■ **Instruções da tarefa**
Transcreva sem nenhuma alteração, do trecho apresentado, a parte que começa com as palavras que contêm "Vitorioso o neoliberalismo" e termina em "corações e mentes.".

Vitorioso o neoliberalismo no panorama mundial, o "fim da
história" mostra-se, de fato, como o fim das utopias. Já
não há no que crer, o que crer, como crer, exceto para
consumo privado e individual. Estamos em plena crise da
racionalidade moderna. O Muro de Berlim ruiu, o
determinismo histórico cedeu lugar ao princípio da
indeterminação, a física geométrica de Newton foi
suplantada pelo alucinado baile das partículas
subatômicas de Planck e Heisenberg. As utopias
volatilizaram-se, os paradigmas entraram em parafuso e a
esperança exige, hoje, a lanterna de Diógenes. Neva em
nossos corações e mentes.
Vitória da economia de mercado? Pirro talvez acreditasse
nas propriedades nutritivas de um hambúrguer McDonald's.
O fracasso, notório, é o do capitalismo implantado, há
pelo menos um século, na África e na América Latina. O
único país de nosso continente que logrou assegurar
condições mínimas de vida à sua população foi Cuba.

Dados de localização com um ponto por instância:
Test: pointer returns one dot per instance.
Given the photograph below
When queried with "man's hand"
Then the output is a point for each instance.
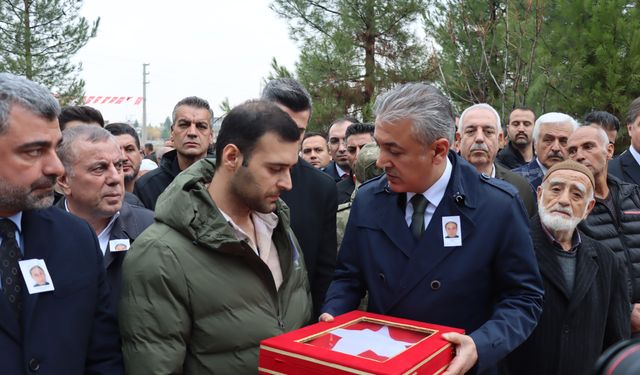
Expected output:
(325, 317)
(466, 353)
(635, 318)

■ **Resposta da tarefa**
Vitorioso o neoliberalismo no panorama mundial, o "fim da
história" mostra-se, de fato, como o fim das utopias. Já
não há no que crer, o que crer, como crer, exceto para
consumo privado e individual. Estamos em plena crise da
racionalidade moderna. O Muro de Berlim ruiu, o
determinismo histórico cedeu lugar ao princípio da
indeterminação, a física geométrica de Newton foi
suplantada pelo alucinado baile das partículas
subatômicas de Planck e Heisenberg. As utopias
volatilizaram-se, os paradigmas entraram em parafuso e a
esperança exige, hoje, a lanterna de Diógenes. Neva em
nossos corações e mentes.